■ To do
Arrange the material from the line containing "nose with a bounding box? I'd be grateful." through the line containing "[211,167,269,389]" as a two-column CSV with the columns request and answer. Give one row per request, put each field in quotation marks, and replace any line breaks with spaces.

Photo labels with bounding boxes
--- start ---
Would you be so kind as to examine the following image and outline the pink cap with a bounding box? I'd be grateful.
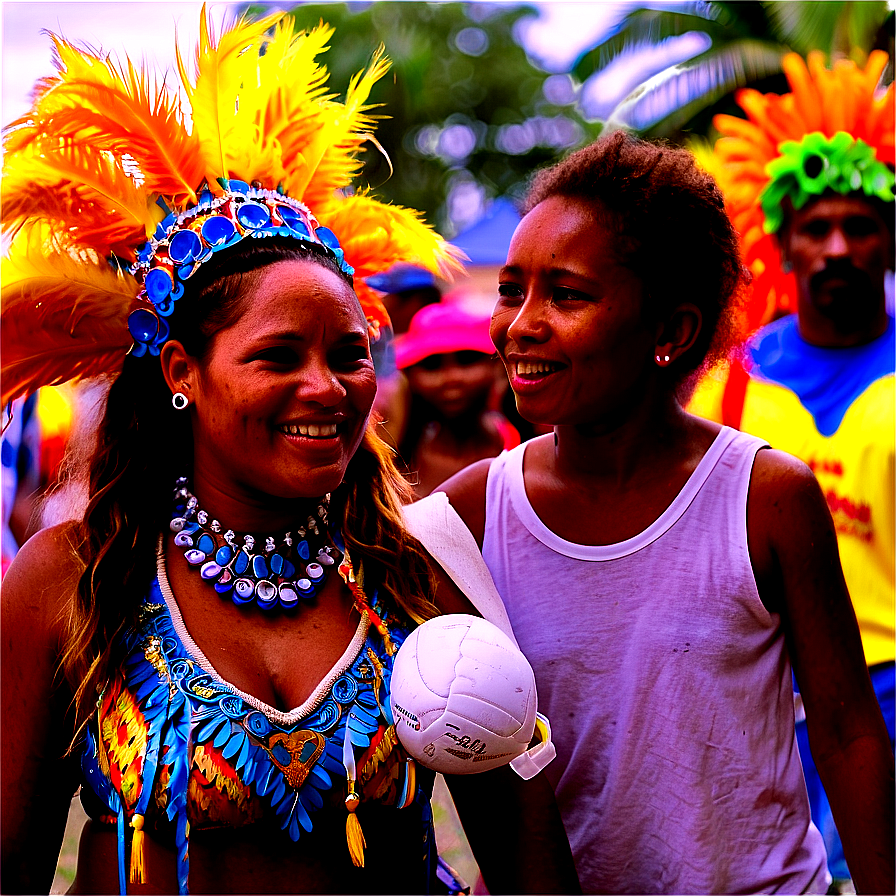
[395,302,495,369]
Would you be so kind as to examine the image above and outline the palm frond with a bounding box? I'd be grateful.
[572,3,719,83]
[612,40,786,137]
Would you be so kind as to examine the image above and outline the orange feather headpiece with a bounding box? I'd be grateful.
[0,8,468,404]
[708,50,894,330]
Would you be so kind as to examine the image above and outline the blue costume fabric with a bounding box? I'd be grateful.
[81,578,437,893]
[741,315,896,884]
[750,314,896,436]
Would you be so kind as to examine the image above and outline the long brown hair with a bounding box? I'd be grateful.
[61,239,438,725]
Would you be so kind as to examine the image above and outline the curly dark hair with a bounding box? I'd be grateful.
[523,131,750,387]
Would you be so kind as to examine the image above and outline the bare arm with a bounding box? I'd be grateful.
[422,500,581,893]
[0,527,78,893]
[748,450,896,893]
[445,766,582,893]
[434,457,492,550]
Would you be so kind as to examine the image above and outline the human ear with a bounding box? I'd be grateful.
[656,302,703,367]
[159,339,202,402]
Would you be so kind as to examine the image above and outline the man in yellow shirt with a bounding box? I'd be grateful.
[691,57,896,888]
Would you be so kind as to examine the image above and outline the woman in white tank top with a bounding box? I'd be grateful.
[442,133,894,893]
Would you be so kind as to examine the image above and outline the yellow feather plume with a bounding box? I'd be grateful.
[0,228,138,405]
[7,7,461,402]
[178,7,280,184]
[317,193,464,281]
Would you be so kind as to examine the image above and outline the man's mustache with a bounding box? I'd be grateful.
[811,261,871,290]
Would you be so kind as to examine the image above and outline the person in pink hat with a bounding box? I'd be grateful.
[387,300,520,498]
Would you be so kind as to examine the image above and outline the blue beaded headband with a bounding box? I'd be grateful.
[128,178,354,357]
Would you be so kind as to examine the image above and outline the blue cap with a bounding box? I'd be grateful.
[364,264,436,293]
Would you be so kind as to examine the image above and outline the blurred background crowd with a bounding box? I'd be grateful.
[2,0,894,890]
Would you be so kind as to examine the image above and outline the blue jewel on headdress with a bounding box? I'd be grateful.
[236,202,271,230]
[246,712,271,737]
[277,205,312,239]
[202,215,236,246]
[153,292,178,317]
[128,308,159,345]
[168,230,203,264]
[143,268,174,305]
[315,227,339,252]
[153,209,177,240]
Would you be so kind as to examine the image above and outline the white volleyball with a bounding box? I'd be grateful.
[390,613,537,775]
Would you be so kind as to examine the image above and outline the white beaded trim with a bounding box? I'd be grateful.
[156,535,370,725]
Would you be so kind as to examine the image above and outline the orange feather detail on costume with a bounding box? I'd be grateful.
[0,140,162,261]
[187,744,264,826]
[708,50,894,330]
[99,684,147,809]
[10,38,203,205]
[0,231,139,404]
[2,7,461,401]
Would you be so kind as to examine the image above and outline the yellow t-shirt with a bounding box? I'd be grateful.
[688,324,896,666]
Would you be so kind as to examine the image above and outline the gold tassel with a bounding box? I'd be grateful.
[345,790,367,868]
[130,814,146,884]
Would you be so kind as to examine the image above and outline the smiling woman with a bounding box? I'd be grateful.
[443,132,894,893]
[2,8,577,893]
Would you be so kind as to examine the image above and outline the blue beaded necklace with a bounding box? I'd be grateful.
[170,477,343,610]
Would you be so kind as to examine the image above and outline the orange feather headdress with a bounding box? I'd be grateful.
[0,8,468,404]
[708,50,894,330]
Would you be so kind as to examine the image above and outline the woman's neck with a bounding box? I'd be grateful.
[553,394,694,487]
[172,475,324,536]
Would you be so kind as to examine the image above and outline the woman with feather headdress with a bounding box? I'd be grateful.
[2,13,577,893]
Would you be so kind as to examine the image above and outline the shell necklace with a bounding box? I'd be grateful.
[170,477,343,610]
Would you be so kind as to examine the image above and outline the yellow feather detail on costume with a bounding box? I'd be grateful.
[302,47,391,208]
[7,38,203,205]
[226,17,332,186]
[0,228,139,405]
[345,812,367,868]
[178,5,281,186]
[316,193,464,281]
[284,47,391,208]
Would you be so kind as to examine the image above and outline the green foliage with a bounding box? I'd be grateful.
[243,2,600,236]
[573,0,894,140]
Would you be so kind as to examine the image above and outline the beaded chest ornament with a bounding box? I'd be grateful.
[170,477,344,610]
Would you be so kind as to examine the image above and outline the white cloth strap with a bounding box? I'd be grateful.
[403,492,519,646]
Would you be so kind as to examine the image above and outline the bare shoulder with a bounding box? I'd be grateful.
[750,448,825,515]
[3,522,84,625]
[747,448,839,609]
[436,457,493,548]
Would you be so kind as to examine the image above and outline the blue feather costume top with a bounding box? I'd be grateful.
[81,566,437,893]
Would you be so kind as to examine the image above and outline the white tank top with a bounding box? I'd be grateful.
[482,428,828,893]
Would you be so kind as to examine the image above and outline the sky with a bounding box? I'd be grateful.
[0,0,656,124]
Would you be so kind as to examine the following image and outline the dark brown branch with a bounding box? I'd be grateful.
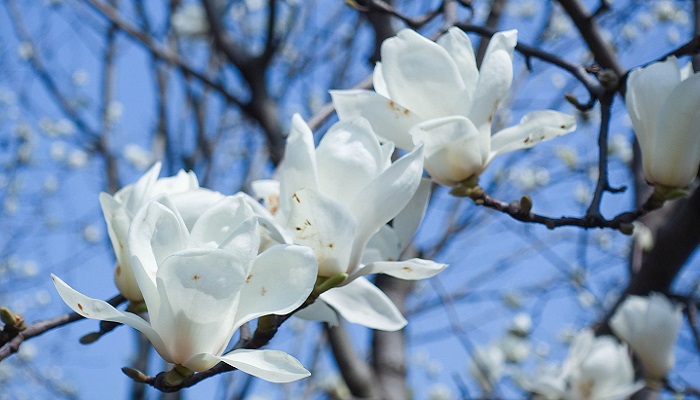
[0,294,126,361]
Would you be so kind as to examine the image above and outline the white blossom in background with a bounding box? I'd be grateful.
[469,345,505,392]
[625,56,700,188]
[171,3,209,37]
[253,115,446,330]
[331,28,576,186]
[610,293,682,382]
[100,163,223,302]
[66,149,88,169]
[52,195,316,382]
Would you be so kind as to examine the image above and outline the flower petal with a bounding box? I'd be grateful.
[294,298,340,326]
[372,62,389,98]
[489,110,576,160]
[190,196,259,250]
[51,274,172,362]
[316,118,384,205]
[151,249,248,364]
[218,349,311,383]
[321,277,407,331]
[128,197,189,312]
[411,117,490,186]
[469,30,518,140]
[277,114,318,217]
[381,29,465,119]
[348,146,423,274]
[234,244,318,328]
[360,258,447,280]
[625,56,681,159]
[392,178,433,251]
[331,90,422,150]
[285,189,356,277]
[643,74,700,188]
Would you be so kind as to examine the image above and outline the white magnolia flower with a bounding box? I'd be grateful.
[254,115,446,330]
[331,28,576,186]
[626,57,700,188]
[562,329,642,400]
[53,195,316,382]
[610,293,682,380]
[100,163,223,301]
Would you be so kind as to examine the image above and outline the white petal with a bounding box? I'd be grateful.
[285,189,356,277]
[360,258,447,280]
[381,29,465,119]
[625,57,681,159]
[372,62,389,98]
[437,27,479,116]
[294,298,340,326]
[644,74,700,188]
[469,30,518,140]
[219,349,311,383]
[168,188,224,230]
[316,118,384,205]
[277,114,318,213]
[321,277,407,331]
[490,110,576,158]
[234,245,318,327]
[51,274,172,362]
[190,196,259,250]
[151,249,248,364]
[392,178,433,250]
[129,197,189,318]
[348,146,423,274]
[331,90,422,150]
[411,117,490,186]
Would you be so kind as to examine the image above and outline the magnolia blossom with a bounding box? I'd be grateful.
[625,56,700,188]
[100,163,223,302]
[610,294,682,380]
[331,28,576,186]
[53,196,316,382]
[523,329,642,400]
[254,115,446,330]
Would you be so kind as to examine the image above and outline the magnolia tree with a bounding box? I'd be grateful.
[0,0,700,399]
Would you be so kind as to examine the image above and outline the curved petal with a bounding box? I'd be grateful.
[372,62,389,98]
[151,249,248,364]
[392,178,433,251]
[129,197,189,312]
[316,118,384,206]
[360,258,447,280]
[625,56,681,159]
[294,298,340,326]
[348,146,423,274]
[381,29,465,119]
[286,189,356,277]
[469,30,518,141]
[168,188,224,230]
[331,90,422,150]
[643,74,700,188]
[321,277,407,331]
[411,117,490,186]
[277,114,318,217]
[489,110,576,161]
[51,274,172,362]
[234,244,318,328]
[437,27,479,116]
[218,349,311,383]
[189,196,259,250]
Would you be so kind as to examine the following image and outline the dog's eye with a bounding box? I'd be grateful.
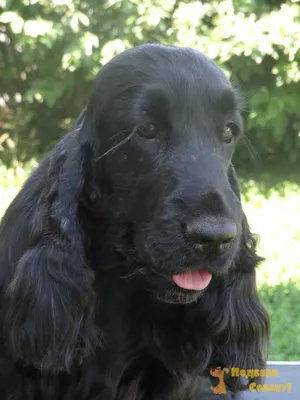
[137,123,157,139]
[223,124,235,144]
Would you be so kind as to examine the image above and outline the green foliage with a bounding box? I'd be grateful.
[0,0,300,164]
[0,162,300,361]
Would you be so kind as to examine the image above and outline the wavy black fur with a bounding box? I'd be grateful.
[0,45,269,400]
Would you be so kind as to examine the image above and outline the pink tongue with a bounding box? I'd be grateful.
[172,269,212,290]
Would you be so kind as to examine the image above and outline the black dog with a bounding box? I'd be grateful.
[0,45,269,400]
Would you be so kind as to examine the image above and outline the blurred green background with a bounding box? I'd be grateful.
[0,0,300,360]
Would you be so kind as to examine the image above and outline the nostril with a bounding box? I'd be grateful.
[186,217,237,250]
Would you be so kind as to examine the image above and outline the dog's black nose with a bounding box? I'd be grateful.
[186,217,237,251]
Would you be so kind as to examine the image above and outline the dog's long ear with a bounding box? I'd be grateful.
[0,129,98,373]
[211,167,269,389]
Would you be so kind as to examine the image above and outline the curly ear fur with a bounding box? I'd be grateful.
[207,167,270,390]
[0,132,98,373]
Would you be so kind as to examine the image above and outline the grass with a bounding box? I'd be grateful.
[0,163,300,361]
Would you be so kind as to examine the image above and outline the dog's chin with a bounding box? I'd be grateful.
[156,288,205,305]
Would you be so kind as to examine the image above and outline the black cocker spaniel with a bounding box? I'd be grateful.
[0,44,269,400]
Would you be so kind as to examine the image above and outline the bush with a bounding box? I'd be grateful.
[0,0,300,165]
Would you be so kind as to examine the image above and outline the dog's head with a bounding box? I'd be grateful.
[0,45,268,372]
[83,45,243,303]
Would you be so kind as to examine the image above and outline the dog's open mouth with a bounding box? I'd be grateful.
[172,269,212,290]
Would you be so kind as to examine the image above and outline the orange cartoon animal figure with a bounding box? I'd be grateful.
[210,367,229,394]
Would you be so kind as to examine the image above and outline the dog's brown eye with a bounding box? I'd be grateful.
[138,123,157,139]
[223,125,234,144]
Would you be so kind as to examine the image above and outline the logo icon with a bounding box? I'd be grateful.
[210,367,229,394]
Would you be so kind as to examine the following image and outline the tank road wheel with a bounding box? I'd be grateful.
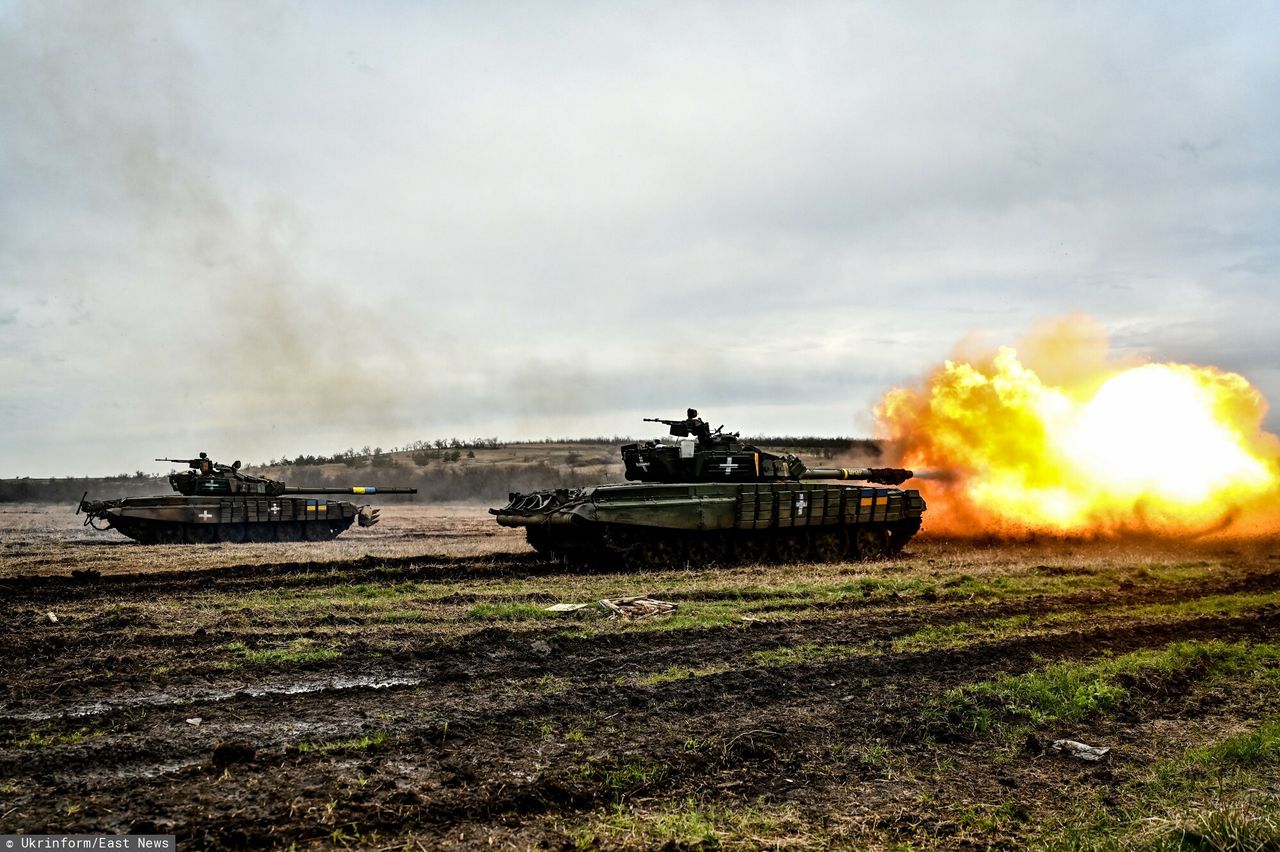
[773,530,810,563]
[854,526,888,562]
[183,523,218,544]
[733,530,769,565]
[888,518,920,556]
[152,523,187,544]
[275,521,305,541]
[246,521,275,542]
[813,527,849,562]
[525,527,552,556]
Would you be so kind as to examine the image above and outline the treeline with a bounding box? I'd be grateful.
[257,438,507,467]
[0,471,170,507]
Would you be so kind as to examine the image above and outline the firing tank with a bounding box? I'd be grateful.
[76,453,417,544]
[489,409,925,568]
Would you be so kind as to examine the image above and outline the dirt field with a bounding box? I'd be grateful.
[0,505,1280,848]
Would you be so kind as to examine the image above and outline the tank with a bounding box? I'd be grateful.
[76,453,417,544]
[489,409,925,568]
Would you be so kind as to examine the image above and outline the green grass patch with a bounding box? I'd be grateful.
[751,642,876,669]
[223,638,342,665]
[636,665,730,686]
[298,730,390,753]
[8,728,102,748]
[568,797,813,849]
[1029,716,1280,852]
[466,603,555,622]
[925,641,1280,733]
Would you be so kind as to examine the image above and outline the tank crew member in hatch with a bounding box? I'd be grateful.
[684,408,712,443]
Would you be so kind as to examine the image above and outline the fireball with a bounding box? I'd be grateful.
--- end ---
■ Written answer
request,answer
"Would you be so kind as to examine the image above and outline the dog's black nose with a bounding box? I'd be grateful.","[186,217,237,251]"
"Would you be so kind as to examine the image above and outline the dog's long ear with a bounding box? I'd be grateful.","[0,129,98,373] [211,167,269,389]"